start

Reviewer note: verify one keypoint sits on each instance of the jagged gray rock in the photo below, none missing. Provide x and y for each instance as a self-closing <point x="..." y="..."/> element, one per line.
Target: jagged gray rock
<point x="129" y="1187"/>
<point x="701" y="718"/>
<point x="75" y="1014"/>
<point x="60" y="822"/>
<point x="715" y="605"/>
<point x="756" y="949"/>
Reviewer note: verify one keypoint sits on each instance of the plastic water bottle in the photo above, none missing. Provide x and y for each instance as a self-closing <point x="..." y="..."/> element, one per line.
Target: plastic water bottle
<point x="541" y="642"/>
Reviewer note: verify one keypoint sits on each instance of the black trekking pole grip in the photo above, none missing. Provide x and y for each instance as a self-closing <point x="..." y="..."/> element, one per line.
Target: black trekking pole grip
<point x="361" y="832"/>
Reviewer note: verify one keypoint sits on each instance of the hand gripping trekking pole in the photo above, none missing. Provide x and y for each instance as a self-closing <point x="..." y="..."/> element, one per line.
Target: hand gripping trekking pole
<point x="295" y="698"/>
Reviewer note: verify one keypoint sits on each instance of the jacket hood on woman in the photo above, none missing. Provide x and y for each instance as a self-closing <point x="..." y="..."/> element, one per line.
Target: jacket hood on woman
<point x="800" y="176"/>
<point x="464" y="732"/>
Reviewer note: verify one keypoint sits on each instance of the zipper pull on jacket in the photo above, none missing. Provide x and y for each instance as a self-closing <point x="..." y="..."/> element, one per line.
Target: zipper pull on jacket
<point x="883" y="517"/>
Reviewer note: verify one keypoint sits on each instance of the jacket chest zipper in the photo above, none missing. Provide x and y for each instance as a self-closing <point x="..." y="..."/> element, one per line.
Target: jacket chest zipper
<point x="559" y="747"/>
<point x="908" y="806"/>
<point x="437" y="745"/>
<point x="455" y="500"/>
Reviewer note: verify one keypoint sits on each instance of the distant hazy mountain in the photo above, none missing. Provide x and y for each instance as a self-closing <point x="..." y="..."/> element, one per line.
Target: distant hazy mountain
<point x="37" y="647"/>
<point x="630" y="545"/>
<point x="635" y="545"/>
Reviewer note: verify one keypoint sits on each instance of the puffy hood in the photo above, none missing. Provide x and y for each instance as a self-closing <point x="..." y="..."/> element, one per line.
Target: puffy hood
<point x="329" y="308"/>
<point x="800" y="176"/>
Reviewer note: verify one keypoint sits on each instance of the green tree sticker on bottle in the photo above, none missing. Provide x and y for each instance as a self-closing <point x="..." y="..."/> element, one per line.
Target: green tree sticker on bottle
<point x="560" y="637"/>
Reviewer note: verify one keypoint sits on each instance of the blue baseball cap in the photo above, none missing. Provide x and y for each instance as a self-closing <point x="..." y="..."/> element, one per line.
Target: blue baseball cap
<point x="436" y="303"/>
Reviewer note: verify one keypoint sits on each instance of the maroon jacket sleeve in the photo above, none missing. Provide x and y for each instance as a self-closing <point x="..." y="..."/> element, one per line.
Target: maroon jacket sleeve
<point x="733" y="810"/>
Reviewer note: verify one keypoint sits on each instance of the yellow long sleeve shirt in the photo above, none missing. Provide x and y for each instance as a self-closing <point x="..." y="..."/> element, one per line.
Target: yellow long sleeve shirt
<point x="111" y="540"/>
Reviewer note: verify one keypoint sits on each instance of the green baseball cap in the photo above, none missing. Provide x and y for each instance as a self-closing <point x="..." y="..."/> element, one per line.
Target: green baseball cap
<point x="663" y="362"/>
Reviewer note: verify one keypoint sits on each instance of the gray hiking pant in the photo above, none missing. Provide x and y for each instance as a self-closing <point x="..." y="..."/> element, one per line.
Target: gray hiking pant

end

:: TASK GOAL ::
Return only the lines running from the line with "the green baseball" to the last line of the records, both included, exactly as written.

:: THE OUTPUT ::
Reviewer note: verify one keypoint sits on each instance of the green baseball cap in the photo above, none missing. Provide x and y for each instance as a self-closing <point x="..." y="..."/> element, one per line.
Target: green baseball cap
<point x="663" y="362"/>
Reviewer note: verify one keypoint sits on each instance of the gray hiking pant in the photo above, none missing. Provide x and y for each instance as a self-closing <point x="..." y="..."/> element, one per line.
Target: gray hiking pant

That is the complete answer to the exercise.